* Sorular ve görevler:
- a) Merih Demiral'in bozkurt işaretini konu alan yazıya göre aşağıdaki soruları yanıtlayın:
(i) Başlığa göre bozkurt kitapları hangi ülkede yazdırılmış?
(ii) Demiral'in bozkurt işareti hâlâ nerede tartışılıyor?
(iii) Demiral bu işareti hangi ülkeye attığı goller sonrası yaptı?
- b) Merih Demiral'in bozkurt işaretini konu alan yazıyı iki cümleyle özetleyin.

* Belge metni:
--------------------
Hollanda’da yazdırılan Bozkurt kitapları ve Merih Demiral

Milli futbolcumuz Merih Demiral'in bozkurt işareti Avrupa'da hala tartışılıyor. Türkiye'de milliyetçiliği Hitler faşizmiyle bir gören bile var! Terör örgütlerini baş tacı eden Batılı devletler, bozkurttan ya da milliyetçilikten neden rahatsız? Gelin geçmişe bakalım...

Merih Demiral

Avrupa Futbol Şampiyonası arkasında birçok tartışılacak konu bırakarak sona erdi. Milli futbolcumuz Merih Demiral'ın, Avusturya'ya attığı goller sonrası yaptığı bozkurt işareti içimizdeki Atlantikçilerin ve Batı’nın çirkin yüzünü bir kez daha göstermesine neden oldu.
--------------------
Konum belirleme girdileri
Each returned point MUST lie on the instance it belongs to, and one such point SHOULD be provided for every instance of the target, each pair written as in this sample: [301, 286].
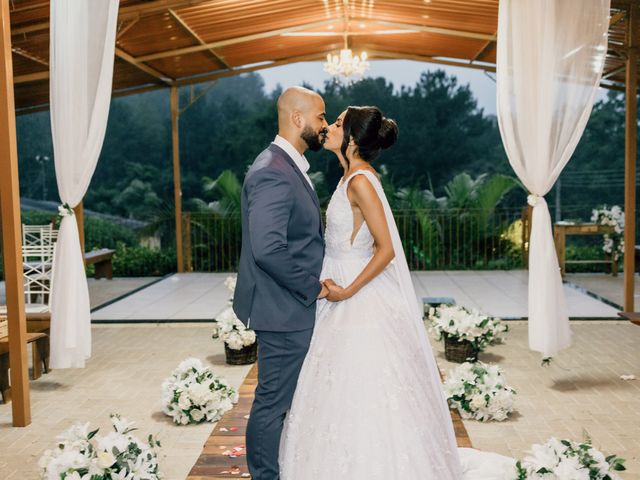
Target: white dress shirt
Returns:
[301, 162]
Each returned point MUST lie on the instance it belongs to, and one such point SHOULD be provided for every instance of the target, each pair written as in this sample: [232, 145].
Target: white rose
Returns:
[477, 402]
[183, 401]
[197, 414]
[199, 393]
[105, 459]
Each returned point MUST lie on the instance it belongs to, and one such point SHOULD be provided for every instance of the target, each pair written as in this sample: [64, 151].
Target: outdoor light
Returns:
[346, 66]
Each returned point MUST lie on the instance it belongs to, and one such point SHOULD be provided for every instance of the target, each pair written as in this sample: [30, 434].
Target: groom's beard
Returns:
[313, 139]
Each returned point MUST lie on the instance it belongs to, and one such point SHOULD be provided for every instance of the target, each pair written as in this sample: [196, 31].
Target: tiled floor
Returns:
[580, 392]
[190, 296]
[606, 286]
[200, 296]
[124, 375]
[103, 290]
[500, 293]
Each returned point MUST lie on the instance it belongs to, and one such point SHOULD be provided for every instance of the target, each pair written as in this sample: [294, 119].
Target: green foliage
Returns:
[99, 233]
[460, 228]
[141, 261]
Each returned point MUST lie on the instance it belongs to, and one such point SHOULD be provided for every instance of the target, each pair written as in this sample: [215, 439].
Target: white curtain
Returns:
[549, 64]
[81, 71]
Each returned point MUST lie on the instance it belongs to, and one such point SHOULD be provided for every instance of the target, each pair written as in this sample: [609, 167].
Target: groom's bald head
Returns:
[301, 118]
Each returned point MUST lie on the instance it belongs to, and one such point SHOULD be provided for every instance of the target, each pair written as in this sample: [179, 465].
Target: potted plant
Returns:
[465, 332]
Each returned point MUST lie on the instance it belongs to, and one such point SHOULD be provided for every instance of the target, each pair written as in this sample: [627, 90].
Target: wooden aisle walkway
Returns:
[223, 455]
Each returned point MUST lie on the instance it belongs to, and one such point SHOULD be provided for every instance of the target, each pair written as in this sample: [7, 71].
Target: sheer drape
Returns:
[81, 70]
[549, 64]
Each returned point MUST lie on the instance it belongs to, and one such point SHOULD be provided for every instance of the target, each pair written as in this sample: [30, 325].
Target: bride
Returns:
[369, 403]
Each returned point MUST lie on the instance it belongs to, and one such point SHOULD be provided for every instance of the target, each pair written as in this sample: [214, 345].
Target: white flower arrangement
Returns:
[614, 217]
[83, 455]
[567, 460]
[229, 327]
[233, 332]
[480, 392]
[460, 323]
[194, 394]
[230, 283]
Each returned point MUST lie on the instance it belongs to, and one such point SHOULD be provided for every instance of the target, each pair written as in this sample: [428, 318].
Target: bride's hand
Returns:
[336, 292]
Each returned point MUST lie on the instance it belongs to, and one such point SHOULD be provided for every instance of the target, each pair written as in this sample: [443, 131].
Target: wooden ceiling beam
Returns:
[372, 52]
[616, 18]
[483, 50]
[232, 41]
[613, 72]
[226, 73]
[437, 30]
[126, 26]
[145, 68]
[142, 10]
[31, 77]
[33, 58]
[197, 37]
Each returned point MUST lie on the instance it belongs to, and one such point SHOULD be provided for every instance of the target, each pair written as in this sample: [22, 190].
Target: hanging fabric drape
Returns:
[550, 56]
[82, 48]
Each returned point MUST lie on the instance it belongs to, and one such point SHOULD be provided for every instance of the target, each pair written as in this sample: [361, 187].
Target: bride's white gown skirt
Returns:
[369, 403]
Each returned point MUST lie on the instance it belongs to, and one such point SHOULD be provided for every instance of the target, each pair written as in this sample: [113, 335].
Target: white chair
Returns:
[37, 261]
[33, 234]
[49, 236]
--------------------
* Görev çözümleri:
- a)
(i) Hollanda'da.
(ii) Avrupa'da.
(iii) Avusturya'ya.

- b) Yazı, milli futbolcu Merih Demiral'in Avrupa Futbol Şampiyonası'nda Avusturya'ya attığı goller sonrası yaptığı bozkurt işaretinin Avrupa'da hâlâ tartışıldığını anlatır. Terör örgütlerini baş tacı ettiğini söylediği Batılı devletlerin bozkurttan ya da milliyetçilikten neden rahatsız olduğunu sorar ve bu işaretin Batı'nın çirkin yüzünü bir kez daha gösterdiğini öne sürer.